= List of chemical arms control agreements =

Chemical arms control is the attempt to limit the use or possession of chemical weapons through arms control agreements. These agreements are often motivated by the common belief "that these weapons ...are abominable", and by a general agreement that chemical weapons do "not accord with the feelings and principles of civilized warfare."

The first chemical arms control agreement was the Strasbourg Agreement of 1675 between France and the Holy Roman Empire. This bilateral pact prohibited the use of poisoned bullets in any war between the two states. In the several centuries after that agreement, as chemistry advanced, states developed more sophisticated chemical weapons, and the primary concern in arms control shifted from poison bullets to poison gases. Thus, in the Hague Convention of 1899, a large group of states agreed "to abstain from the use of projectiles the sole objective of which is the diffusion of asphyxiating or deleterious gases". The 1907 Hague Convention and other early attempts at chemical arms control were also significant in restricting the use of chemical weapons in warfare.

— STATED PROBLEM 1 —
Turn the records from the line with "pin: the overcast" up to and including the last line of the records into a Markdown table with the columns No. and Entry, numbering each line and leaving out blank lines.
The passage on chemical arms control and the records that follow have no connection to each other.

(Dataset rows)
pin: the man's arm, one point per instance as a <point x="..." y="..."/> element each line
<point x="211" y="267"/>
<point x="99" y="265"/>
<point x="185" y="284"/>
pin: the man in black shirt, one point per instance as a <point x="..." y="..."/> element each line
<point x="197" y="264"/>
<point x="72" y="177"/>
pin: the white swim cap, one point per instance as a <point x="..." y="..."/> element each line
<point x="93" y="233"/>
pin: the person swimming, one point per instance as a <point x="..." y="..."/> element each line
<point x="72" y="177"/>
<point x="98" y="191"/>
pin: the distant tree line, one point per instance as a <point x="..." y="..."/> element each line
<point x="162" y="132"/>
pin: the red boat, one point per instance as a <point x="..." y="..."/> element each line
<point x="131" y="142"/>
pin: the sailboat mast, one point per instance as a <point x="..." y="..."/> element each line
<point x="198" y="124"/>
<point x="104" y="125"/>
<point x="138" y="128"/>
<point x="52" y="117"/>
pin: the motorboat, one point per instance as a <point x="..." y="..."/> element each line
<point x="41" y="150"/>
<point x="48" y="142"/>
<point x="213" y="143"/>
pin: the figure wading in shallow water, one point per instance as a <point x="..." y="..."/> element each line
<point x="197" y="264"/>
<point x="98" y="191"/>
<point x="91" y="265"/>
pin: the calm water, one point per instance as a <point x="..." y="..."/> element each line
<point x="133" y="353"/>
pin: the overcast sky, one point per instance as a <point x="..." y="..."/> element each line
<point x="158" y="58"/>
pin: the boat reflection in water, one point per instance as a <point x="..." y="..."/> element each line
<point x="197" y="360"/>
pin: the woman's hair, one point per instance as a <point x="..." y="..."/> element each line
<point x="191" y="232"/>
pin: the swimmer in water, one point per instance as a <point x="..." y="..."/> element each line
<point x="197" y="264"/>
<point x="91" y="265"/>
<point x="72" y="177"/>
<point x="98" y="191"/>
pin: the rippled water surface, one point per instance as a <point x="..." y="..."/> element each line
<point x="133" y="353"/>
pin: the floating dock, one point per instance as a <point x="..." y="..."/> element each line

— STATED PROBLEM 2 —
From the passage on chemical arms control agreements, reproduce word for word everything from "The first chemical" up to and including "weapons in warfare.".

— TASK RESULT 1 —
| No. | Entry |
|---|---|
| 1 | pin: the overcast sky, one point per instance as a <point x="..." y="..."/> element each line |
| 2 | <point x="158" y="58"/> |
| 3 | pin: the boat reflection in water, one point per instance as a <point x="..." y="..."/> element each line |
| 4 | <point x="197" y="360"/> |
| 5 | pin: the woman's hair, one point per instance as a <point x="..." y="..."/> element each line |
| 6 | <point x="191" y="232"/> |
| 7 | pin: the swimmer in water, one point per instance as a <point x="..." y="..."/> element each line |
| 8 | <point x="197" y="264"/> |
| 9 | <point x="91" y="265"/> |
| 10 | <point x="72" y="177"/> |
| 11 | <point x="98" y="191"/> |
| 12 | pin: the rippled water surface, one point per instance as a <point x="..." y="..."/> element each line |
| 13 | <point x="133" y="353"/> |
| 14 | pin: the floating dock, one point per instance as a <point x="..." y="..."/> element each line |

— TASK RESULT 2 —
The first chemical arms control agreement was the Strasbourg Agreement of 1675 between France and the Holy Roman Empire. This bilateral pact prohibited the use of poisoned bullets in any war between the two states. In the several centuries after that agreement, as chemistry advanced, states developed more sophisticated chemical weapons, and the primary concern in arms control shifted from poison bullets to poison gases. Thus, in the Hague Convention of 1899, a large group of states agreed "to abstain from the use of projectiles the sole objective of which is the diffusion of asphyxiating or deleterious gases". The 1907 Hague Convention and other early attempts at chemical arms control were also significant in restricting the use of chemical weapons in warfare.